▸ THE EXERCISE: Transcribe, exactly as they appear, only the lines from the one holding "TARGET = broken wooden beam" through the end of the entries below.

+-------+

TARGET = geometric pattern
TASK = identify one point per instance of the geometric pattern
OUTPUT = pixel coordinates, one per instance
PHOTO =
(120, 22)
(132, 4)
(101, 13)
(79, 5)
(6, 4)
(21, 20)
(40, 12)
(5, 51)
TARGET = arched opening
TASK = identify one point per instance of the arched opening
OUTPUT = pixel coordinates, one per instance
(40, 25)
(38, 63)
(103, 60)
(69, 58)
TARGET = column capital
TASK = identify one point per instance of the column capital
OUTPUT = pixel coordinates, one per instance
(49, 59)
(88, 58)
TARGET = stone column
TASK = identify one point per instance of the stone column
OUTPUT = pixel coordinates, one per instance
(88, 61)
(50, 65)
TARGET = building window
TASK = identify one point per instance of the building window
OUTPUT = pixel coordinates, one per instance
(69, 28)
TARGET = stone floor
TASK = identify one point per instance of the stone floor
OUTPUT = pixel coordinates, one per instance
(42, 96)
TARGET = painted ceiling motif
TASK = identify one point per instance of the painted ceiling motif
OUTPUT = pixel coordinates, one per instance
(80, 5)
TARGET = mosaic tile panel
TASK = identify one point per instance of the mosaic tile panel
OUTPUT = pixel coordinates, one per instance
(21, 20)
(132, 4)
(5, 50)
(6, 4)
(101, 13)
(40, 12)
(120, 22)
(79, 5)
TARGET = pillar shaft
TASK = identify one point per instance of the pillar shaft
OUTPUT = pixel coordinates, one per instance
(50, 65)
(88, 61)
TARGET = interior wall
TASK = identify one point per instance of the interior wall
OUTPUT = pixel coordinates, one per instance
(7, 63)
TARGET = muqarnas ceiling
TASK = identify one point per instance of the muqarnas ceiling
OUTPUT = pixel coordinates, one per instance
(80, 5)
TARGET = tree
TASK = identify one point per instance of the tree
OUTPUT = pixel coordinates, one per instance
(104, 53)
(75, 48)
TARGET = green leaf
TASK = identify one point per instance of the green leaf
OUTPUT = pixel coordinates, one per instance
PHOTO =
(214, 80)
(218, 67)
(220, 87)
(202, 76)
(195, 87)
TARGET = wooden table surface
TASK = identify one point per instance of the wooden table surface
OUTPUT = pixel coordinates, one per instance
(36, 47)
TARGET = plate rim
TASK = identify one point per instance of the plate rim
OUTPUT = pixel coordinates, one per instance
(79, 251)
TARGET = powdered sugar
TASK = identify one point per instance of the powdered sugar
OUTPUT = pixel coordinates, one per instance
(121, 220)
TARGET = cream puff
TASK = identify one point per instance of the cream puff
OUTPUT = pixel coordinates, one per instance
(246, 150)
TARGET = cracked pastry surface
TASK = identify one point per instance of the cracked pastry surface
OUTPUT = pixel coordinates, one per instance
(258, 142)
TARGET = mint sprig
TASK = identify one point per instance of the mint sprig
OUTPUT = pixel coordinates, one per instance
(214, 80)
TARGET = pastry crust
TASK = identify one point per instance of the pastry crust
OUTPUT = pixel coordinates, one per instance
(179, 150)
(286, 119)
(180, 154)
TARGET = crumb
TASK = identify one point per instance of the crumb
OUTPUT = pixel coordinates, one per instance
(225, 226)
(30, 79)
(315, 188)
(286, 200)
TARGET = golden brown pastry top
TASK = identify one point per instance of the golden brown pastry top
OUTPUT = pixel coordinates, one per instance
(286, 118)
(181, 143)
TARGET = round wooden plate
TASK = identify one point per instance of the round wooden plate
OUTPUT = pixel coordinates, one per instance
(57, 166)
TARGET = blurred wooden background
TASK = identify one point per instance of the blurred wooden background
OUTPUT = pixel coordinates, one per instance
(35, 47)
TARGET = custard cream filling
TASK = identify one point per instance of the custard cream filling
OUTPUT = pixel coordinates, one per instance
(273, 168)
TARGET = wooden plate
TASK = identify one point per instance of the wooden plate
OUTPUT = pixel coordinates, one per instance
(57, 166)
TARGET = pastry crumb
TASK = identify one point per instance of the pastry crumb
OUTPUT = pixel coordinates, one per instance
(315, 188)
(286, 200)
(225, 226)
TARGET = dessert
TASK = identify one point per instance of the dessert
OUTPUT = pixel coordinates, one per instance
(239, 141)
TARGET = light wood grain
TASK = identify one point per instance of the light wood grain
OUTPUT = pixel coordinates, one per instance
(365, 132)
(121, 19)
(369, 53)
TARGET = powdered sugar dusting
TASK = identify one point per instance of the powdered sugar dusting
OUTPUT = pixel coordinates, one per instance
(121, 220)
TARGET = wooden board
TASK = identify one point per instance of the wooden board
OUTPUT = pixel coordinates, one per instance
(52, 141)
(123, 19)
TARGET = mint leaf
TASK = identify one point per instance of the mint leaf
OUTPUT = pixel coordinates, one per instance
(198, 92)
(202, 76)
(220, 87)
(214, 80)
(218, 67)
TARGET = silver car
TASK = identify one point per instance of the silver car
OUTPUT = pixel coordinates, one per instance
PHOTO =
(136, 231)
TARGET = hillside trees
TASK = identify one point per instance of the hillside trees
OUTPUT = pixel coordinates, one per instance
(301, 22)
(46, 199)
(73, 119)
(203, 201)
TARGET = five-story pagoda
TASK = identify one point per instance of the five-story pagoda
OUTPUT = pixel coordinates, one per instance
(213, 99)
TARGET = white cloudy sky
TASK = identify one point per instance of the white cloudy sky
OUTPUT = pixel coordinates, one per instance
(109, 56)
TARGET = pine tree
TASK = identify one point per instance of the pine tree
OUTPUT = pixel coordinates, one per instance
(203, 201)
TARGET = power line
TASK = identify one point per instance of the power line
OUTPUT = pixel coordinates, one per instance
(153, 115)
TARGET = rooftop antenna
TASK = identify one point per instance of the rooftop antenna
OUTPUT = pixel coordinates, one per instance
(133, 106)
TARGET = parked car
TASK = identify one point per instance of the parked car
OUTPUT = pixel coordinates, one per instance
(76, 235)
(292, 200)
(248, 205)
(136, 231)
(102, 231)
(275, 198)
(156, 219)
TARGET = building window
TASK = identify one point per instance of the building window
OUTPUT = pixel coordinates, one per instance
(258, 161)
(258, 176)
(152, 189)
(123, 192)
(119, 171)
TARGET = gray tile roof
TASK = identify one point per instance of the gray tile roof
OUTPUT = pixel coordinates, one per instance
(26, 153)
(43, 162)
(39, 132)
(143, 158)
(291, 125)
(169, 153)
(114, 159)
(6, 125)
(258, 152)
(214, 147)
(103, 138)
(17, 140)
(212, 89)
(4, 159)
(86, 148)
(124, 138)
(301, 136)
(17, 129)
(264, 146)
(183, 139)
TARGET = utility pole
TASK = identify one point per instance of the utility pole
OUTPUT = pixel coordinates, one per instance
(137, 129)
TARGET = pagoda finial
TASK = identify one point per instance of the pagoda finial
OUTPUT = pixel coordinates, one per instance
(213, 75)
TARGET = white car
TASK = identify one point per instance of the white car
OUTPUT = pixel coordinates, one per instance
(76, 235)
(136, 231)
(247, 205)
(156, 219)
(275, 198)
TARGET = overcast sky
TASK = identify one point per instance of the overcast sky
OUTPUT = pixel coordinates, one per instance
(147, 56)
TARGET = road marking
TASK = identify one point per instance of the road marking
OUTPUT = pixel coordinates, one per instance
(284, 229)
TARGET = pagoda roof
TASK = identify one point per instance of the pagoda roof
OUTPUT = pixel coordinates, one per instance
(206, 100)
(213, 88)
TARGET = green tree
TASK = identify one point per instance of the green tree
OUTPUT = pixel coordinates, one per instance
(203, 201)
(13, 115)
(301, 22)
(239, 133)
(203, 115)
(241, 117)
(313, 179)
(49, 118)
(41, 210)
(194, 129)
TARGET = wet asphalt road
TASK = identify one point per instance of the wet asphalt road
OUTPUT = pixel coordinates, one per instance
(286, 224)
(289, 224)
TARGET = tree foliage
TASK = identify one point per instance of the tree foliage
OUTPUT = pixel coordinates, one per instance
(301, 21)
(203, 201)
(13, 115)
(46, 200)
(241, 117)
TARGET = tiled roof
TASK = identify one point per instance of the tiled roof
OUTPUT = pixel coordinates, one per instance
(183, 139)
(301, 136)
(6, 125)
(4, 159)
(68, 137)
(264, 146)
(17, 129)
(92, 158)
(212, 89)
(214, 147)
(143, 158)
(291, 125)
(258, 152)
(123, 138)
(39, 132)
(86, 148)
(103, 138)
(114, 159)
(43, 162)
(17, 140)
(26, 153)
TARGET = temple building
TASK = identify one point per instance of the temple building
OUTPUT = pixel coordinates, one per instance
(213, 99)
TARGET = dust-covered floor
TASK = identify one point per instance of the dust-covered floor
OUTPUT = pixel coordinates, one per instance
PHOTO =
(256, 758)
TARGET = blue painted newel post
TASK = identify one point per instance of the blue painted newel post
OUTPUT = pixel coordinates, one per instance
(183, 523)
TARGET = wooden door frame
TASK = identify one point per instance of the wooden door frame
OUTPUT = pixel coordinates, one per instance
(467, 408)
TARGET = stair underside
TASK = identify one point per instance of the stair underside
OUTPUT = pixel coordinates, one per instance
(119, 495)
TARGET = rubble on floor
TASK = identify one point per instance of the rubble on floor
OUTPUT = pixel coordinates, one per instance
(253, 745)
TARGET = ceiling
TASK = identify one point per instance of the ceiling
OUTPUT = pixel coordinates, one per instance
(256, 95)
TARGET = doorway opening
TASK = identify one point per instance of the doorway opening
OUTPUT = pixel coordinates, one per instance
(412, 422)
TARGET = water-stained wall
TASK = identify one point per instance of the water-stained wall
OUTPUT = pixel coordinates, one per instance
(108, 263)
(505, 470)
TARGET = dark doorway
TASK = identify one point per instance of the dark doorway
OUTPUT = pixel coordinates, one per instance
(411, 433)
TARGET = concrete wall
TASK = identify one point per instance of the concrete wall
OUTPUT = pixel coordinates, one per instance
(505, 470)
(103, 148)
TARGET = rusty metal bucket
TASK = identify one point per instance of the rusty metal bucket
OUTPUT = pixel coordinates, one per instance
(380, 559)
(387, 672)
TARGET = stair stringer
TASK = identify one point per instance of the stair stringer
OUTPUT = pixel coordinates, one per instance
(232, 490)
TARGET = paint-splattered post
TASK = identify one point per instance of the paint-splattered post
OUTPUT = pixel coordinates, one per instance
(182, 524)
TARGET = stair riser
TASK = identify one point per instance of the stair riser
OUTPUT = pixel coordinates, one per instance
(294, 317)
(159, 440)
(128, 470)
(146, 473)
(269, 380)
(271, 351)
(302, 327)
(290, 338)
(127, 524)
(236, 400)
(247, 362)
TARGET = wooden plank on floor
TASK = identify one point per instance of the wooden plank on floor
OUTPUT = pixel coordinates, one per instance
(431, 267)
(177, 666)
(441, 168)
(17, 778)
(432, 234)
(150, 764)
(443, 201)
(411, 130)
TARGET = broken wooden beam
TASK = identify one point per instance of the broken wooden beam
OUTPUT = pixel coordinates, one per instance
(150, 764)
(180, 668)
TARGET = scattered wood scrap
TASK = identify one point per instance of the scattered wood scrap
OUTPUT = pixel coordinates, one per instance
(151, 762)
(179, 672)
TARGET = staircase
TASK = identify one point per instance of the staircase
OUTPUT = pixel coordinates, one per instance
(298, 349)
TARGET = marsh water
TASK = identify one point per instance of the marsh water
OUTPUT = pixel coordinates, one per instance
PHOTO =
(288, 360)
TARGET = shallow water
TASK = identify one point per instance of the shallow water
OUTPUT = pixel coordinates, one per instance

+-------+

▸ FINAL RESULT:
TARGET = broken wooden beam
TASK = identify one point per instance of the broken wooden beam
OUTPUT = pixel coordinates, one per instance
(150, 764)
(180, 668)
TARGET = scattered wood scrap
TASK = identify one point per instance of the scattered wood scrap
OUTPUT = pixel coordinates, one per instance
(151, 762)
(179, 672)
TARGET = staircase
TASK = identify one point per instance of the staircase
OUTPUT = pixel coordinates, one per instance
(298, 349)
TARGET = marsh water
TASK = identify one point per instance of the marsh water
OUTPUT = pixel coordinates, one per instance
PHOTO =
(288, 360)
TARGET = shallow water
TASK = identify one point per instance of the shallow water
OUTPUT = pixel coordinates, one per instance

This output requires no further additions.